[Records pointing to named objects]
##############################

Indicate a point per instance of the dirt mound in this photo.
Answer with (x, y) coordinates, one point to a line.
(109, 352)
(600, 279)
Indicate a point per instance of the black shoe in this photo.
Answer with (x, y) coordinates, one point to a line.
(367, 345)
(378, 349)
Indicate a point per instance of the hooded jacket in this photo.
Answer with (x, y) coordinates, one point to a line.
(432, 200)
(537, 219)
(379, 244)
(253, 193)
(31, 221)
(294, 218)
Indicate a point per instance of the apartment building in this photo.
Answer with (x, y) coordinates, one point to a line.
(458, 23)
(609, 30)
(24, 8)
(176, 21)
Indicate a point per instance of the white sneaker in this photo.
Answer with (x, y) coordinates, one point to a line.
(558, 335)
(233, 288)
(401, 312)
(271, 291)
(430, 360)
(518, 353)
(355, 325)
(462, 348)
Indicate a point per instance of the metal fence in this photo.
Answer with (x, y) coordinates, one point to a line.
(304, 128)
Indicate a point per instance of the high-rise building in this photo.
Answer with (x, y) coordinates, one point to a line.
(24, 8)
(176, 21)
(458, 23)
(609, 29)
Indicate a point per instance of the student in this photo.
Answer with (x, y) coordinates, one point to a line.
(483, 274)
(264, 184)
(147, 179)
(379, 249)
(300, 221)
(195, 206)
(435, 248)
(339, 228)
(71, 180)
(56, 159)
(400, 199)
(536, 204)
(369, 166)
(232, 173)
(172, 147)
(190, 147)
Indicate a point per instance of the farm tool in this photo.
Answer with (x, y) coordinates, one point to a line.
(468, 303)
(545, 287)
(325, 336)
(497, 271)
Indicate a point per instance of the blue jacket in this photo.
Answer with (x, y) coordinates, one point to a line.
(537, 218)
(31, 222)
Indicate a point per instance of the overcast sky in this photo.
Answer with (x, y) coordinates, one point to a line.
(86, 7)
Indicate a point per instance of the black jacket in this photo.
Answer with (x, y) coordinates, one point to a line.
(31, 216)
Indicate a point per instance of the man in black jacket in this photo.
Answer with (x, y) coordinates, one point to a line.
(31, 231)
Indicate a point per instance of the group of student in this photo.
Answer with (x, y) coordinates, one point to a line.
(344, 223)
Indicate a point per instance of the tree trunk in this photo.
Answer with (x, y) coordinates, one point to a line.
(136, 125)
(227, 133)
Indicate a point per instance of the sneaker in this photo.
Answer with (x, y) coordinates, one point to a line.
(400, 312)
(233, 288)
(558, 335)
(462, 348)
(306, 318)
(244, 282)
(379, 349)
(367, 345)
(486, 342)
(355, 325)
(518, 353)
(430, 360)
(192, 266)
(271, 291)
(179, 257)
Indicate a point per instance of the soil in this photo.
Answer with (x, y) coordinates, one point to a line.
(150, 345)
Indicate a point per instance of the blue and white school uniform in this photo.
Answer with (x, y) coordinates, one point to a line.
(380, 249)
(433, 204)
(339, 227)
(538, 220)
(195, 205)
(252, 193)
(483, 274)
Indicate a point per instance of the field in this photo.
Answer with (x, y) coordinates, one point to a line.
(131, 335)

##############################

WHAT TO DO:
Copy the listing above line for line, keeping every word, number, and punctuation mark unchanged.

TASK RESULT:
Indicate a point per instance of the dirt mound in this photo.
Answer with (x, y) coordinates, one point to a line.
(109, 352)
(600, 279)
Indicate a point per instance of the black shoe in this photo.
Answer with (x, y) coordinates, one point to a line.
(367, 345)
(378, 349)
Indicate a point per instance of the hooded jacket in this photo.
Answer with (x, y) coordinates, one point to a line.
(432, 200)
(537, 219)
(379, 244)
(253, 193)
(31, 221)
(294, 218)
Indicate a point per instance of the apartment building in this photo.
Answer with (x, y) coordinates, one point to a line.
(458, 23)
(609, 30)
(24, 8)
(176, 21)
Indicate a point per instance of the white sneaker in this photo.
Answer with (x, y) coordinates, one point to a line.
(558, 335)
(233, 288)
(401, 312)
(271, 291)
(430, 360)
(518, 353)
(355, 325)
(462, 348)
Indicate a point per instance of the metal fence in this photo.
Answer with (x, y) coordinates, one point to a line.
(304, 128)
Indicate a point per instance of the high-rise building in this photo.
Answer with (x, y) coordinates, one point to a line.
(24, 8)
(176, 21)
(458, 23)
(609, 29)
Indicate a point per instance of the student in this photo.
Answer with (x, y) coordinates, one point to a line.
(483, 274)
(264, 184)
(147, 179)
(379, 249)
(300, 221)
(195, 206)
(435, 248)
(339, 228)
(71, 180)
(56, 159)
(400, 199)
(536, 204)
(369, 166)
(232, 173)
(172, 147)
(190, 147)
Indicate a point per instance of the farm tool in this photo.
Answer with (x, y) coordinates, one point to a line.
(468, 303)
(545, 287)
(325, 336)
(497, 271)
Indicate a point per instance of the blue jacket in this photo.
Answer with (x, y) coordinates, one point to a line.
(537, 218)
(31, 222)
Indicate a point per instance of the overcast sky in this photo.
Answer with (x, y) coordinates, one point to a line.
(86, 7)
Indicate a point per instance of the black jacket in this photo.
Answer with (x, y) coordinates, one point to a line.
(31, 216)
Indicate a point per instance of the man in black jacket in this photo.
Answer with (x, y) coordinates, one point to a line.
(31, 231)
Indicate a point per instance of the group of student in this photo.
Answer with (x, y) coordinates, one point to a line.
(344, 223)
Indicate a point per instance of the tree trunk in this photo.
Answer with (x, y) coordinates, one point to a line.
(136, 125)
(227, 133)
Indicate a point per instance of the sneaker in this photo.
Answer with (x, y) coordinates, one point to a line.
(400, 312)
(233, 288)
(558, 335)
(462, 348)
(306, 318)
(244, 282)
(379, 349)
(367, 345)
(486, 342)
(355, 325)
(518, 353)
(430, 360)
(192, 266)
(271, 291)
(179, 257)
Indicate a point per instance of the soil in this photo.
Answer with (x, y) coordinates, one point to a line.
(150, 345)
Indicate a point per instance of the blue and white school uniform in this photo.
Answer with (x, y) coordinates, one point to a line.
(380, 249)
(433, 204)
(339, 227)
(538, 220)
(195, 205)
(252, 193)
(483, 274)
Indicate a point per instance of the field in this photo.
Answer with (x, y) coordinates, one point to a line.
(131, 335)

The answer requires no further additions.